» Task 1:
In the report on the island dispute, update the passage from "In Tokyo, Japanese" up to and including "for South Koreans." so that "global conference" becomes "international meeting".
» Task 2:
According to the report on the island dispute, how many South Korean coast guard ships patrolled the seas around the disputed island chain on Friday?

A senior Japanese envoy is meeting South Korean officials in Seoul in an attempt to resolve a worsening dispute over an island chain both countries claim. South Korea says it hopes to avoid the use of force but says it is ready for "all scenarios" in its determination to stop Japan from conducting a controversial ocean survey.

Japan and South Korea engaged in hastily scheduled diplomacy Friday, while at least 20 South Korean coast guard ships patrolled the seas around the disputed island chain.

South Korean Vice Foreign Minister Yu Myung-Hwan met Friday evening with his Japanese counterpart, Shotaro Yachi, who arrived in Seoul earlier in the day. Yu said Friday South Korea wants to avoid a confrontation but cannot run away from the problem.

Japan says that while talks are going on, it will postpone plans to conduct a scientific survey near the tiny islands, which South Korea controls, but Tokyo also claims.

In Tokyo, Japanese Foreign Minister Taro Aso urged South Korean leaders to consider a recent diplomatic offer it made to resolve the issue.

Aso says the timing of the survey is linked to Seoul's decision to propose Korean names for ocean features in the disputed region at a global conference in June. If South Korea drops that proposal, he says, there would be no reason for Japan to conduct the survey at this time.

The dispute over the islands, which Koreans call Dokdo and Japan calls Takeshima, is intensely emotional for South Koreans.

» Information provided:
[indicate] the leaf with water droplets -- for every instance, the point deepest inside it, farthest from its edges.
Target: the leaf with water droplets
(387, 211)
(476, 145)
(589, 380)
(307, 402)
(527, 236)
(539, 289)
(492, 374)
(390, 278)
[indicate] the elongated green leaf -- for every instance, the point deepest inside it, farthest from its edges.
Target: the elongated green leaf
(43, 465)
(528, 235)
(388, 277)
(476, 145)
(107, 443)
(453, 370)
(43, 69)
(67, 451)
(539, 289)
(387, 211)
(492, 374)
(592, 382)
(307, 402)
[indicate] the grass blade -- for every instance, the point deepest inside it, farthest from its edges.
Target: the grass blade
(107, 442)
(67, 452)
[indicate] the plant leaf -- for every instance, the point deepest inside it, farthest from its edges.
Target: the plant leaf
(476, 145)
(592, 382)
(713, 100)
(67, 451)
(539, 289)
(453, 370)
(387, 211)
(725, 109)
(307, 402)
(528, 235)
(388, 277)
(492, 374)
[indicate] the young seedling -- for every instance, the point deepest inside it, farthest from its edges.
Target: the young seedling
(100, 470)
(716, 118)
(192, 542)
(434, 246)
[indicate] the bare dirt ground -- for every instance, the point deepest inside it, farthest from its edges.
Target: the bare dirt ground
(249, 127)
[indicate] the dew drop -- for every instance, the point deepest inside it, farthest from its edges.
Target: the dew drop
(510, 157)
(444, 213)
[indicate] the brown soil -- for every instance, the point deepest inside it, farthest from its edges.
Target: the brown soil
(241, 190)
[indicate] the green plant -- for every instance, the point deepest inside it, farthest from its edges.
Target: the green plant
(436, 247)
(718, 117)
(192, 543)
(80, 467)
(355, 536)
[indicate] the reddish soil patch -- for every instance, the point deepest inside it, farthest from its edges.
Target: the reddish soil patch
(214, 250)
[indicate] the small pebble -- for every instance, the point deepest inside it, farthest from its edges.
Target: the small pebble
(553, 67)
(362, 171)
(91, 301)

---

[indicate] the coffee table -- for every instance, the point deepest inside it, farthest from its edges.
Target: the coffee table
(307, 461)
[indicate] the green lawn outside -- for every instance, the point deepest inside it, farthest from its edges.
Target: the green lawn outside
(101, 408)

» Problem solution 1:
In Tokyo, Japanese Foreign Minister Taro Aso urged South Korean leaders to consider a recent diplomatic offer it made to resolve the issue.

Aso says the timing of the survey is linked to Seoul's decision to propose Korean names for ocean features in the disputed region at a international meeting in June. If South Korea drops that proposal, he says, there would be no reason for Japan to conduct the survey at this time.

The dispute over the islands, which Koreans call Dokdo and Japan calls Takeshima, is intensely emotional for South Koreans.

» Problem solution 2:
At least 20.